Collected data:
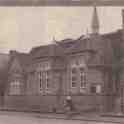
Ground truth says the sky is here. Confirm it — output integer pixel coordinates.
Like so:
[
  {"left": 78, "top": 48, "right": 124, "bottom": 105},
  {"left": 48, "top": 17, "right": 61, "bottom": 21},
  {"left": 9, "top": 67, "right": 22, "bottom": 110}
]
[{"left": 0, "top": 6, "right": 123, "bottom": 53}]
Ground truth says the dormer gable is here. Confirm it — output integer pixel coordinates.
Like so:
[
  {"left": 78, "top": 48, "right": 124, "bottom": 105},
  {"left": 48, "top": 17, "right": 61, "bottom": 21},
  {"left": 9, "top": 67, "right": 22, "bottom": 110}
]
[{"left": 9, "top": 57, "right": 23, "bottom": 74}]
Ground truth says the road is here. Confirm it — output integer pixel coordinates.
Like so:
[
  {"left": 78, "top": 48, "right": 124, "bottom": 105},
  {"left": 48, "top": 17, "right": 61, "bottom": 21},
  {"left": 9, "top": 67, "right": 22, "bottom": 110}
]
[{"left": 0, "top": 111, "right": 116, "bottom": 124}]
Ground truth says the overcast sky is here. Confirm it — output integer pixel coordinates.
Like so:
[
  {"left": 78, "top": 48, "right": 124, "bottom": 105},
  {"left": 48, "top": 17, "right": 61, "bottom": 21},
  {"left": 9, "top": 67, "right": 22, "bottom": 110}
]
[{"left": 0, "top": 6, "right": 123, "bottom": 53}]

Required action:
Without carrying over any pictures, retype the records above exactly.

Output for this exercise:
Ground truth says the sky is here. Confirm it — output integer pixel coordinates.
Like so:
[
  {"left": 78, "top": 48, "right": 124, "bottom": 105},
  {"left": 48, "top": 17, "right": 61, "bottom": 21},
  {"left": 9, "top": 67, "right": 22, "bottom": 110}
]
[{"left": 0, "top": 6, "right": 123, "bottom": 53}]
Ground truth says the dormer gable is here. Confirm it — output integer pixel coordinates.
Like so:
[
  {"left": 78, "top": 48, "right": 124, "bottom": 105},
  {"left": 48, "top": 17, "right": 61, "bottom": 21},
  {"left": 9, "top": 67, "right": 22, "bottom": 110}
]
[{"left": 9, "top": 57, "right": 23, "bottom": 74}]
Ground truth says the road is here. Confirm it — output integer pixel coordinates.
Like so:
[
  {"left": 78, "top": 48, "right": 124, "bottom": 105},
  {"left": 48, "top": 17, "right": 61, "bottom": 21},
  {"left": 9, "top": 67, "right": 22, "bottom": 110}
]
[{"left": 0, "top": 111, "right": 116, "bottom": 124}]
Ground truth says the overcast sky is here. Confirm it — output integer pixel coordinates.
Like so:
[
  {"left": 78, "top": 48, "right": 124, "bottom": 105},
  {"left": 48, "top": 17, "right": 61, "bottom": 21},
  {"left": 9, "top": 67, "right": 22, "bottom": 110}
]
[{"left": 0, "top": 6, "right": 123, "bottom": 53}]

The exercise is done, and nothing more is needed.